REQUIREMENT 1 -
List every sentence in the passage on good books below that ends with a question mark.
REQUIREMENT 2 -
Echo the passage on good books below between "A good book is" and "necessity of life.", inclusive, without altering a single character.

A good book and a good piece of music have a lot in common. Both will often tell a story, and both will drive emotion. But perhaps more than anything else, both have the ability to teleport human awareness from one’s immediate environment to the setting of the book or song. It’s hard to explain what that feeling is, yet anyone who has ever enjoyed a story and felt like it wasn’t supposed to end knows it only too well. The feeling that makes you want to get up and look for another book just like that one. It is something akin to need, a certain type of depression even, though not quite. And if a book is very good, that feeling may last for days after the last page.
A good book is therefore, just like good music, a gift to humanity. How else would we ever hope to straddle ships to Mars and explore worlds beyond our Sun? Or meet fantastical creatures with inhuman intelligence, both daunting and majestic? Or fall in love in ways only Cinderella might otherwise have? Or travel back in time to our forefathers? Or better still, find profound joy and meaning in the most commonplace of routines? Good books are a necessity of life; good stories are a necessity of life.

RAW DATA -
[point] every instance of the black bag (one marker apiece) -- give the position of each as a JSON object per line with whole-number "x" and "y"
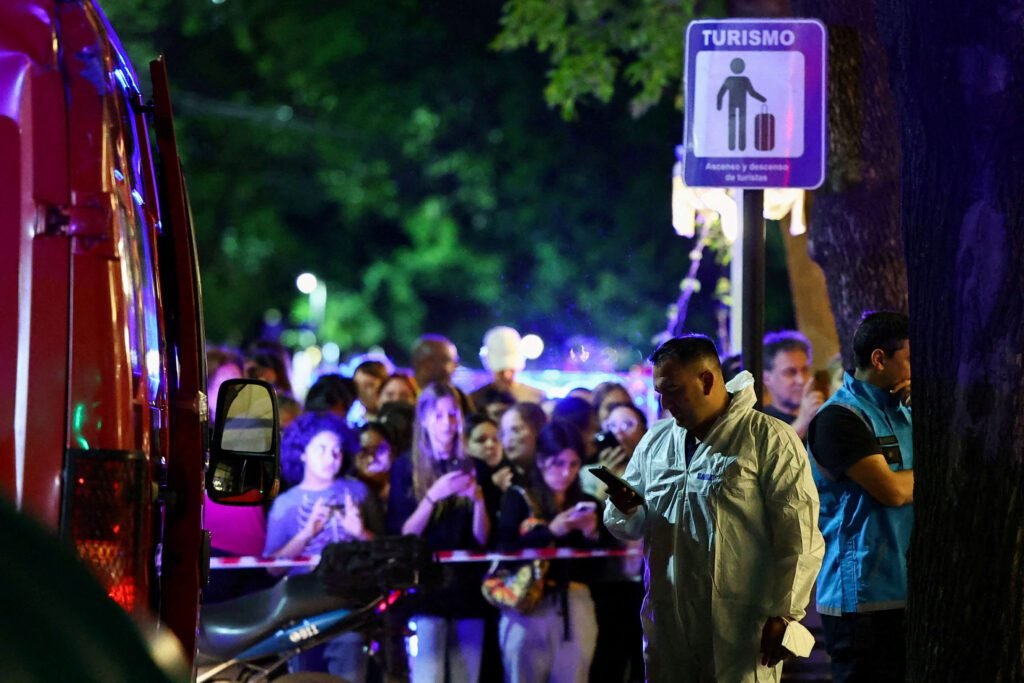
{"x": 363, "y": 569}
{"x": 764, "y": 130}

TASK OUTPUT 1 -
1. How else would we ever hope to straddle ships to Mars and explore worlds beyond our Sun?
2. Or meet fantastical creatures with inhuman intelligence, both daunting and majestic?
3. Or fall in love in ways only Cinderella might otherwise have?
4. Or travel back in time to our forefathers?
5. Or better still, find profound joy and meaning in the most commonplace of routines?

TASK OUTPUT 2 -
A good book is therefore, just like good music, a gift to humanity. How else would we ever hope to straddle ships to Mars and explore worlds beyond our Sun? Or meet fantastical creatures with inhuman intelligence, both daunting and majestic? Or fall in love in ways only Cinderella might otherwise have? Or travel back in time to our forefathers? Or better still, find profound joy and meaning in the most commonplace of routines? Good books are a necessity of life; good stories are a necessity of life.